Stored data entries
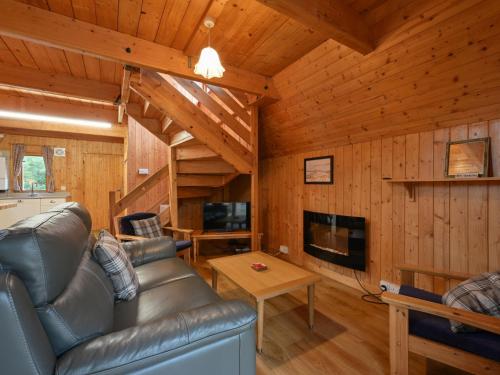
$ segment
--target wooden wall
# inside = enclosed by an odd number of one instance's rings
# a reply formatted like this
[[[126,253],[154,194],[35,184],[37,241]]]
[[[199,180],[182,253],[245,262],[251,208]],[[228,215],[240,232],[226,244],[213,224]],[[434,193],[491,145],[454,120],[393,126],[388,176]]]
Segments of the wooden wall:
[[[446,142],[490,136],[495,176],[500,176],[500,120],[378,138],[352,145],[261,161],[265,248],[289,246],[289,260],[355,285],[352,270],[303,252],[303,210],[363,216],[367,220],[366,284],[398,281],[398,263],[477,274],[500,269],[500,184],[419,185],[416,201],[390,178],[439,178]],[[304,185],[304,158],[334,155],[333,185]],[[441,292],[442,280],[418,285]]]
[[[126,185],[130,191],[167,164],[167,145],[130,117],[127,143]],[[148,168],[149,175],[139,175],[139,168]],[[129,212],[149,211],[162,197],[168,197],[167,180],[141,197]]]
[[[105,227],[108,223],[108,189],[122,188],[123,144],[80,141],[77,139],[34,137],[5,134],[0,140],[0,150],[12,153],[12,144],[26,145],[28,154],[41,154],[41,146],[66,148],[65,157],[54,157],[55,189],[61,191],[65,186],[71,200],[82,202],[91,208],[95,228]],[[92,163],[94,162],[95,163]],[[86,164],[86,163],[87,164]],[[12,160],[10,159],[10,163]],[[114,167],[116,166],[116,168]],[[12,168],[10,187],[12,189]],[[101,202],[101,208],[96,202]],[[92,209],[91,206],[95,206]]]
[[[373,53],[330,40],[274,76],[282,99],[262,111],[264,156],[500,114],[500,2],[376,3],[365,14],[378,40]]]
==
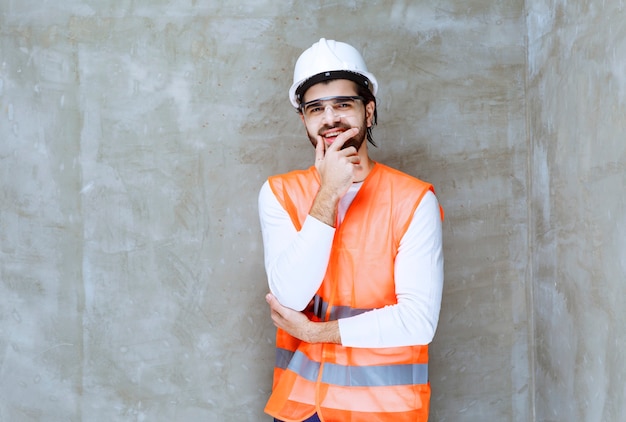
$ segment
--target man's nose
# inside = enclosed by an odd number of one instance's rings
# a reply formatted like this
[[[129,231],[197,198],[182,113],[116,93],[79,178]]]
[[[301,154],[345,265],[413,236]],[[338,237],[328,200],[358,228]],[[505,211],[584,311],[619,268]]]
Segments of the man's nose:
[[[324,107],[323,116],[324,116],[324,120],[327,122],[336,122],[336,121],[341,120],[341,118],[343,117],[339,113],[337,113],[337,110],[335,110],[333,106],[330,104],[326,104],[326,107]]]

■ **Work required**
Which of the lines above carry the string "target"? Pick them out and copy them.

■ **Solved exercise**
--target wooden wall
--target man's nose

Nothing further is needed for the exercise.